● **Written request a**
Rewrite the records in the stretch from the line containing "indicate the man's ear, a" through the line containing "column 330, row 460". Replace each "indicate" with "mark", change nothing else, and give only those lines.

— Begin Source passage —

This is just awful!!  If you look real close, you can see what would appear to be surviors of this horrific accident, just laying there helplessly on the side of the road.

Look carefully, this will make you realized just how "fragile" life is and just how quickly lives can be shattered and your loved ones torn away from you....


----------



## joemt (Oct 11, 2005)

I LOVE it!!!!! one of my favorite pictures....


----------



## TTLWHKR (Oct 11, 2005)

That'd be a hell of a mess to clean up!

I'd only respond though, if it was every bottle for itself.. I.e. Free Beer.


----------



## ipscscott (Oct 12, 2005)

Well, at least it's only Grolsch. Cool bottles, but the beer sucks.


----------



## emtff99 (Oct 23, 2005)

Well @least it wasn't Rolling Rock beer.

— End Source passage —
— Begin Data provided —

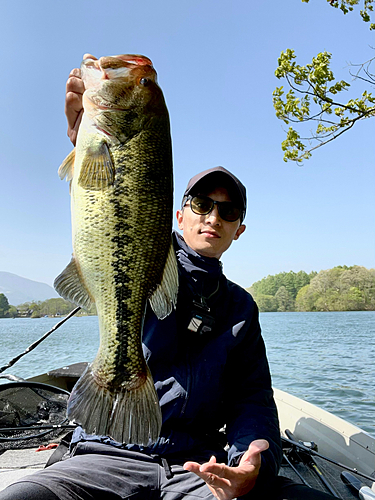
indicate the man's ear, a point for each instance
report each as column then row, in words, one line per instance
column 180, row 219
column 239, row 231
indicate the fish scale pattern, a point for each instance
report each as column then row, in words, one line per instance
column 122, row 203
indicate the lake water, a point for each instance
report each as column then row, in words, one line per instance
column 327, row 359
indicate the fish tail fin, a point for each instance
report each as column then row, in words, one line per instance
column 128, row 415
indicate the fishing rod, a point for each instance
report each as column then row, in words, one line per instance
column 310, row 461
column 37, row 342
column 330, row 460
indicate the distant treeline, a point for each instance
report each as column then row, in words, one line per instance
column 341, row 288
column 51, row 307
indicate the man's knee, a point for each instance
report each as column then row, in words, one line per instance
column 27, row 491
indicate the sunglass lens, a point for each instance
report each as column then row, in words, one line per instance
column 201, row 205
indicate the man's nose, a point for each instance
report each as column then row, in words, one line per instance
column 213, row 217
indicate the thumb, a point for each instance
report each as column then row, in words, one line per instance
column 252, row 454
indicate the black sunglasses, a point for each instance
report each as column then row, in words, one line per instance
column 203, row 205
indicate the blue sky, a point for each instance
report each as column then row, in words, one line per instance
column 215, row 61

— End Data provided —
— Begin Data provided —

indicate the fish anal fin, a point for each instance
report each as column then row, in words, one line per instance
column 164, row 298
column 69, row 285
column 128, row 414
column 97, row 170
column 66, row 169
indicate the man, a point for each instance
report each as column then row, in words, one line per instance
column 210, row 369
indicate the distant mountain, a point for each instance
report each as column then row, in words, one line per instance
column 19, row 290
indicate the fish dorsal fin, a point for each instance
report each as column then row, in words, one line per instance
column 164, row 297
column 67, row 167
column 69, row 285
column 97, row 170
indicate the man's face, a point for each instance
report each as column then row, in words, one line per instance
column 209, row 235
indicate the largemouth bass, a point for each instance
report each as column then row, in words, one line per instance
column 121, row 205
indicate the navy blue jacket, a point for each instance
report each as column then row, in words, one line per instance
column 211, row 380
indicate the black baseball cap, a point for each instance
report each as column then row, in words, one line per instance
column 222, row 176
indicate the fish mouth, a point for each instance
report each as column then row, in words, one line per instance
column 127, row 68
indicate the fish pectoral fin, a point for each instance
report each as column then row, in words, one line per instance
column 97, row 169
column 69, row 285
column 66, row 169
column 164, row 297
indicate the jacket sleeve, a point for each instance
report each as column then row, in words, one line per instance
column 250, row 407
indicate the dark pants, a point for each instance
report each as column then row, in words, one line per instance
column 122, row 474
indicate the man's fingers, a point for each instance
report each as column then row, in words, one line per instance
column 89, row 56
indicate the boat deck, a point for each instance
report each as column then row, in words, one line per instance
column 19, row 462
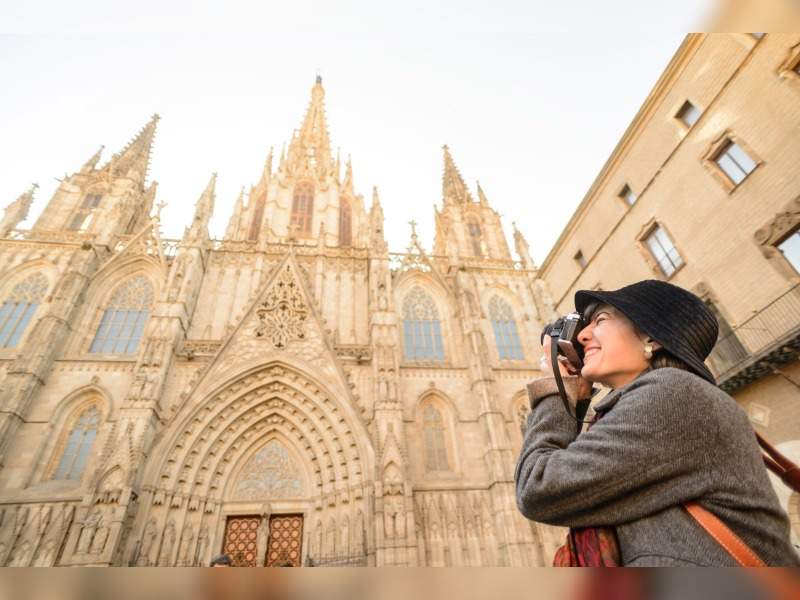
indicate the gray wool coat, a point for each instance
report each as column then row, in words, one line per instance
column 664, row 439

— End Data provided —
— Begin Data provided —

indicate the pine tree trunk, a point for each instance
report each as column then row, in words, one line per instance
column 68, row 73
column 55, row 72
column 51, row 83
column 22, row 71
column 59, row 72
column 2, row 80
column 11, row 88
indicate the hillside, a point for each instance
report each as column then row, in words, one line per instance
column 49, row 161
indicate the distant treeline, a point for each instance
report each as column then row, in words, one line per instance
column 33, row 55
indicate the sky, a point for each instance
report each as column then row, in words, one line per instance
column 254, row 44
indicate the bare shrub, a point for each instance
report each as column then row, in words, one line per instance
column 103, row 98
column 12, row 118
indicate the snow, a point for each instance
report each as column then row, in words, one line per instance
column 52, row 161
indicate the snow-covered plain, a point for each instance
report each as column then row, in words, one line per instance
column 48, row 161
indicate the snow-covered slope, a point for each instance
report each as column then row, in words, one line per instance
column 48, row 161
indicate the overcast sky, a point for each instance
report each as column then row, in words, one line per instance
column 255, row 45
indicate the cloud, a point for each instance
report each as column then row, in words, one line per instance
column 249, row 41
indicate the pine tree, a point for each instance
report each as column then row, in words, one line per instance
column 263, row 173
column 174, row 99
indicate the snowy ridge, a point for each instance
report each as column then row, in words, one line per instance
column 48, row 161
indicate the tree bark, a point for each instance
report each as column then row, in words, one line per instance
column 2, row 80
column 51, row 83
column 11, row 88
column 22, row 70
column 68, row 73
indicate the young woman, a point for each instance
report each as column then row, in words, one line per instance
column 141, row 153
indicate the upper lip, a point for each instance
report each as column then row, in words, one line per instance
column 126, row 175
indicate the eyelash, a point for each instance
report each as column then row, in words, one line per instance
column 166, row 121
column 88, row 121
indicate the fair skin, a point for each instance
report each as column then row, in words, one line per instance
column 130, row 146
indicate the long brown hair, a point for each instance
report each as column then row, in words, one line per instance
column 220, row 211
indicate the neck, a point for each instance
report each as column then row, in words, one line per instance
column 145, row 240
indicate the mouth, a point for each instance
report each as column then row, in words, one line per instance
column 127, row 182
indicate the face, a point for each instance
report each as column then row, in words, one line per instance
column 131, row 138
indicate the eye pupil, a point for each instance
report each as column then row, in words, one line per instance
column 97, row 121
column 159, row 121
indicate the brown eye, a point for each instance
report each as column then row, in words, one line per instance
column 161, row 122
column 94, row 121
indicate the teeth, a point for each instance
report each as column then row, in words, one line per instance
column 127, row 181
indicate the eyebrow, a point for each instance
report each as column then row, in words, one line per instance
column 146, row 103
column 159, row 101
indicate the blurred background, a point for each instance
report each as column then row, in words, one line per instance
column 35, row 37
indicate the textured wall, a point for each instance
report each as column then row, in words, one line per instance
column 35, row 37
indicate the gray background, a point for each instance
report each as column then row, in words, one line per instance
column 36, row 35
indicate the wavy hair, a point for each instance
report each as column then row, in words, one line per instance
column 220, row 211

— End Data provided —

● **Written request b**
List every username shown in the post headers of the forum thread.

● **Worked solution a**
mark the man's ear, a point for each instance
report each as column then row, in words, one line per instance
column 180, row 219
column 239, row 231
mark the fish scale pattern, a point for each instance
report each as column then row, in words, one line per instance
column 122, row 203
mark the lake water, a point for each instance
report each as column then row, in words, one line per instance
column 327, row 359
mark the fish tail fin, a point for each instance
report each as column then row, in words, one line per instance
column 128, row 415
mark the fishing rod, a point for each instance
report each as column then row, in words, one line per instance
column 310, row 461
column 37, row 342
column 330, row 460

● **Worked solution b**
joemt
TTLWHKR
ipscscott
emtff99